C. A : Faut-il être un initié pour comprendre les paroles des esprits du baobab sacré ?

N. K : Quand tu touches à l’antenne, tout ce qu’ils disent est audible. Ces esprits te montrent tout ce que tu dois faire pour réussir. Ce baobab, c’est un vrai arbre de bonheur, de paix, de dialogue et de concorde.

C. A : En guise de reconnaissance aux bienfaits du baobab, que faut-il apporter si le vœu est exaucé ?

N. K : Si le vœu est exaucé, en retour, il faut apporter un mouton pour des sacrifices d’actions de grâce. Des têtes de mouton sont accrochées à l’intérieur de l’arbre en guise de souvenir. Il y a aussi la flèche sacrée, la seule qui me reste. C’est la seule que mes devanciers ont gardée. On l’a enfouie dans le sol parce qu’elle est empoisonnée. Si elle pique une personne, elle meurt. Il n’y a pas d’antidote.

C. A : Qu’est-ce que le baobab a apporté à votre famille ?

N. K : Il facilite l’accouchement chez mes épouses et me donne la santé. Si une femme est à terme, on prend l’eau sacrée et on frotte sur son ventre. Immédiatement, elle accouche sans l’aide de quelqu’un. C’est à cause des actes de naissance que mes femmes vont accoucher à la maternité. Moi, je ne connais pas le paludisme. Je n’ai jamais contracté cette maladie. Si quelqu’un souffre de paludisme, en buvant la décoction seulement, il sera guéri.

C. A : A vous entendre, votre village n’a plus besoin d’un centre de santé puisque le baobab vous soigne tout?

·····

- Série d'exercices
a - D'après l'entretien sur le baobab sacré, que faut-il apporter lorsque le vœu est exaucé ?
b - Recopiez le passage de l'entretien sur le baobab sacré situé entre « C. A : Faut-il » et « et de concorde. », ces deux extraits compris.
c - Résumez l'entretien sur le baobab sacré en deux phrases.

- Enregistrements du corpus
·····

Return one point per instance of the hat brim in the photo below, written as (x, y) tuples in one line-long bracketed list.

·····

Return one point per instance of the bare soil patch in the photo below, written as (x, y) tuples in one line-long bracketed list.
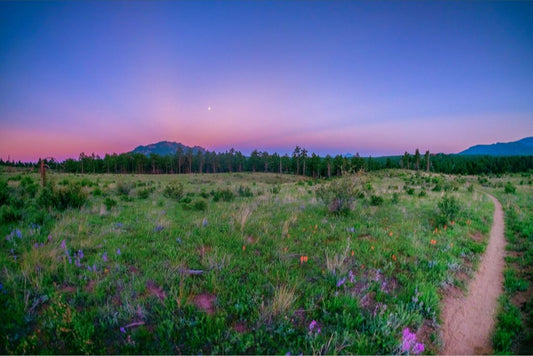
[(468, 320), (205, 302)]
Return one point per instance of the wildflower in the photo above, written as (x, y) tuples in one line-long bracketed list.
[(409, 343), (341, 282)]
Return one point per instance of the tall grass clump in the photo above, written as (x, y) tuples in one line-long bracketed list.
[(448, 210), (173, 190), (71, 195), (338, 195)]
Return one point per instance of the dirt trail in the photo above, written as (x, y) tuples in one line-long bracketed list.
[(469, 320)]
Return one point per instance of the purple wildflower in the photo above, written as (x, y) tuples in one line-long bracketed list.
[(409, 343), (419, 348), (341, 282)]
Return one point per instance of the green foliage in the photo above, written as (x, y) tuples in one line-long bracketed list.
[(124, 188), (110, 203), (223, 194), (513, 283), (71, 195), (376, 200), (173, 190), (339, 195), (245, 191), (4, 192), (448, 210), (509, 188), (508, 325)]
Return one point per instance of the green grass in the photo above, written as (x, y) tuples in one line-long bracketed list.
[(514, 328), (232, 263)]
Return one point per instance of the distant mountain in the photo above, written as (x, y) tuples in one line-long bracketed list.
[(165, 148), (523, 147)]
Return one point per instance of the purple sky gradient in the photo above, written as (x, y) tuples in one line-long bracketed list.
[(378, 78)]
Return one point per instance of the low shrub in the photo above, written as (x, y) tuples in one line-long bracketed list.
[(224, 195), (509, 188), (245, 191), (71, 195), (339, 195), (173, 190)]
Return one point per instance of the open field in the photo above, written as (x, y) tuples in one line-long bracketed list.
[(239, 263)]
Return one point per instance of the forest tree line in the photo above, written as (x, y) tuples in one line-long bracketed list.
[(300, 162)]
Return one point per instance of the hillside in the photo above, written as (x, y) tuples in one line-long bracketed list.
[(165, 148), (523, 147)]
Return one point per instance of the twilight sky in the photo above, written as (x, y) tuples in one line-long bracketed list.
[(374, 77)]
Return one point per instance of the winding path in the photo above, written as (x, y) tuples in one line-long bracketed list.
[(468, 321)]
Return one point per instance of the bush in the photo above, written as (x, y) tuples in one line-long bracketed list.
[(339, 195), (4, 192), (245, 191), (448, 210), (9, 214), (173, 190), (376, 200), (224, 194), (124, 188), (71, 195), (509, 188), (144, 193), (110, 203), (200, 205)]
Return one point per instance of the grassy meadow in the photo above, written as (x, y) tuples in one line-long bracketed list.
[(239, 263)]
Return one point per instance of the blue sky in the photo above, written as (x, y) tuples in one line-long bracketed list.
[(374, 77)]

·····

- Solutions dans l'ordre
a - Il faut apporter un mouton pour des sacrifices d'actions de grâce.

b -
C. A : Faut-il être un initié pour comprendre les paroles des esprits du baobab sacré ?

N. K : Quand tu touches à l’antenne, tout ce qu’ils disent est audible. Ces esprits te montrent tout ce que tu dois faire pour réussir. Ce baobab, c’est un vrai arbre de bonheur, de paix, de dialogue et de concorde.

c - Selon N. K, les esprits du baobab sacré deviennent audibles quand on touche l'antenne et montrent ce qu'il faut faire pour réussir, et un vœu exaucé se paie d'un mouton offert en sacrifice d'actions de grâce. N. K affirme aussi que l'arbre facilite l'accouchement grâce à l'eau sacrée, donne la santé et que sa décoction guérit le paludisme.